§ LESETEXT:
☆ ☆ ☆ ☆ ☆ ☆ ☆
# Cooler Master V10: CPU-Kühler mit Peltier-Element



## PCGH-Redaktion (20. Januar 2009)

*Cooler Master V10: CPU-Kühler mit Peltier-Element*

Jetzt ist Ihre Meinung gefragt: Hier können Sie Ihren Kommentar zum Artikel veröffentlichen und mit anderen Lesern darüber diskutieren. Beachten Sie dabei unsere Forenregeln.




			Dieser Inhalt steht nur eingeloggten Mitgliedern zur Verfügung.
        

 Zurück zum Artikel: Cooler Master V10: CPU-Kühler mit Peltier-Element


----------



## AMD (20. Januar 2009)

*Cooler Master V10: CPU-Kühler mit Peltier-Element*

Wirkt groß und so "anders" aber sieht auch cool aus!

Also nehmen würde ich ihn schon aber mit mit meinem Cooler Master GeminII sehr zufrieden


----------



## twack3r (20. Januar 2009)

*AW: Cooler Master V10: CPU-Kühler mit Peltier-Element*

Finde ohne Plastikverschalung sieht der Kühler besser aus. Bin mal gespannt, ob sich Innovation diesmal auszahlt. Der zuletzt vorgestellte Kühler für über 200 Tacken mit der Flüssigmetalpumpe war ja nicht so der Hit.


----------



## Plajer (20. Januar 2009)

*AW: Cooler Master V10: CPU-Kühler mit Peltier-Element*

ICh wollte mir mal einen Kühler mit Peltier element kaufen.. sowas kühlt sehr gut.. kommt an Wasserkühlung ran... aber der Peltier verbraucht viel strom ca. 40 Watt... Korrigiert mich fals ich falsch liege


----------



## locojens (20. Januar 2009)

*AW: Cooler Master V10: CPU-Kühler mit Peltier-Element*

Das stimmt wohl mit dem "Stromverbrauch", wozu soll der nur gut sein?
Der braucht wahrscheinlich fast soviel Saft wie der komplette Prozessor!


----------



## TurricanVeteran (20. Januar 2009)

*AW: Cooler Master V10: CPU-Kühler mit Peltier-Element*



Plajer schrieb:


> ICh wollte mir mal einen Kühler mit Peltier element kaufen.. sowas kühlt sehr gut.. kommt an Wasserkühlung ran... aber der Peltier verbraucht viel strom ca. 40 Watt... Korrigiert mich fals ich falsch liege


Ich weiß nicht,ob da 40 watt reichen.Dachte ich hätte mal gelesen,das man dem peltier so viel energie zuführen muß,wie man abführen will.(sehr waage erinnerung)
Ein peltier-element kann übrigens besser kühlen als eine wakü.Letztere bekommt einen prozessor auch nicht unter raumtemp,ein peltier schon.(vorraus gesetzt,man bekommt die abwärme der cpu+des peltier-elements gut und schnell genug abgeführt)


----------



## XXTREME (20. Januar 2009)

*AW: Cooler Master V10: CPU-Kühler mit Peltier-Element*

Monsterteil.
Die Montage wird bestimmt auch nicht einfach, freue mich auf ein Test .


----------



## Creep1972 (20. Januar 2009)
☆ ☆ ☆ ☆ ☆ ☆ ☆
§ Fotobasierte Daten zu Referenzausdrücken:
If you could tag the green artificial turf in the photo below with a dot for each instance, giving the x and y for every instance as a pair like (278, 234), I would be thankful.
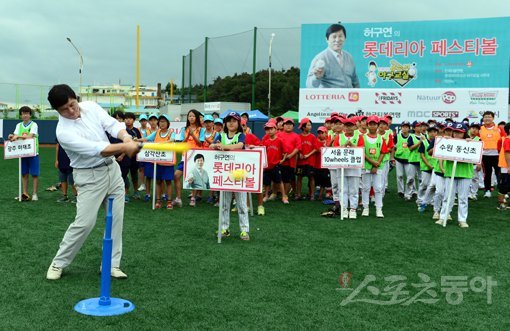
(286, 277)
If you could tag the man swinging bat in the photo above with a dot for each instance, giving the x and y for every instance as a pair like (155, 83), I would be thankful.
(81, 132)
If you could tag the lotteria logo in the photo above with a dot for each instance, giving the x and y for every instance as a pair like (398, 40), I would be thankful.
(448, 97)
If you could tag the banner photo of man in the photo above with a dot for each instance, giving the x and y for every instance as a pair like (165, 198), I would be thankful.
(411, 70)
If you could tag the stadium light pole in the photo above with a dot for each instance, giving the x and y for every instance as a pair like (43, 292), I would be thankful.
(269, 93)
(81, 63)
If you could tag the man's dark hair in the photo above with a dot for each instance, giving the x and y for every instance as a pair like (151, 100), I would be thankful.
(335, 28)
(119, 113)
(26, 109)
(59, 95)
(507, 129)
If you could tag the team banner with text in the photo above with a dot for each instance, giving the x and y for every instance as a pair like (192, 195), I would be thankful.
(208, 169)
(411, 70)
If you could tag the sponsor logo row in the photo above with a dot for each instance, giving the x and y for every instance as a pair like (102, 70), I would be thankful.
(396, 98)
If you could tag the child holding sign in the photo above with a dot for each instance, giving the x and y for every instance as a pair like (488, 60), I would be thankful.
(29, 165)
(232, 138)
(461, 181)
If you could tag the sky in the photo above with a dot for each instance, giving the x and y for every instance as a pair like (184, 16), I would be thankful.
(35, 50)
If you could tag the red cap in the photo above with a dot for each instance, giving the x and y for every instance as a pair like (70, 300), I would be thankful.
(270, 124)
(303, 122)
(373, 118)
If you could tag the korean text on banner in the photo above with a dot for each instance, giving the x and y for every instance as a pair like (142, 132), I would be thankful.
(458, 150)
(215, 170)
(19, 148)
(338, 157)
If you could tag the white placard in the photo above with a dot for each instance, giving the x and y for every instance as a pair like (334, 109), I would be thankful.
(458, 150)
(264, 155)
(213, 170)
(19, 148)
(342, 157)
(147, 155)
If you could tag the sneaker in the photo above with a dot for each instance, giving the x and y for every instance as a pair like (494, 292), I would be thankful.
(261, 211)
(244, 236)
(224, 233)
(63, 199)
(177, 202)
(54, 272)
(117, 273)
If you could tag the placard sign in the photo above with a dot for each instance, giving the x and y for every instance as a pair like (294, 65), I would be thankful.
(19, 148)
(342, 157)
(208, 169)
(458, 150)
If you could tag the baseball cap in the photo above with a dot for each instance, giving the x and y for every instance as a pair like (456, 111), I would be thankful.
(165, 116)
(270, 125)
(373, 118)
(303, 122)
(460, 127)
(233, 115)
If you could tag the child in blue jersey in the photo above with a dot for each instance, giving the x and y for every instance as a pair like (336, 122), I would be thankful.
(232, 138)
(29, 165)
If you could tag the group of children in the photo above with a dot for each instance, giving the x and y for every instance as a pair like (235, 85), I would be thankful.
(292, 156)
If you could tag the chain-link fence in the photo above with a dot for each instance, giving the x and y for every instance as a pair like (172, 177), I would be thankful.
(244, 52)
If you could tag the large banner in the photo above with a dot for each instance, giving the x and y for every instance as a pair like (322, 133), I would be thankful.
(209, 169)
(411, 70)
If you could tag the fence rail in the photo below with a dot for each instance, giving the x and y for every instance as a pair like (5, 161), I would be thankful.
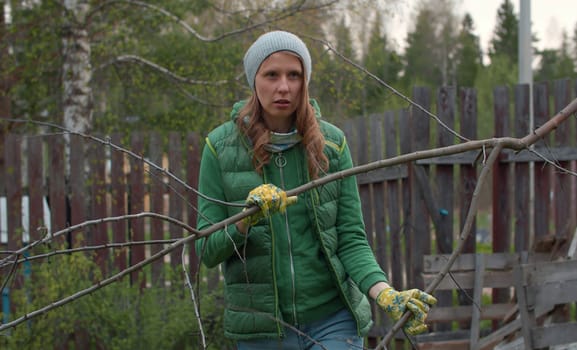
☆ ☆ ☆ ☆ ☆ ☆ ☆
§ DIE AUFGABE: Kopiere aus dem Forenthread zum Cooler Master V10 wortgetreu den Abschnitt zwischen „Jetzt ist Ihre“ und „dabei unsere Forenregeln.“, beide eingeschlossen.

§ ERGEBNIS DER AUFGABE:
Jetzt ist Ihre Meinung gefragt: Hier können Sie Ihren Kommentar zum Artikel veröffentlichen und mit anderen Lesern darüber diskutieren. Beachten Sie dabei unsere Forenregeln.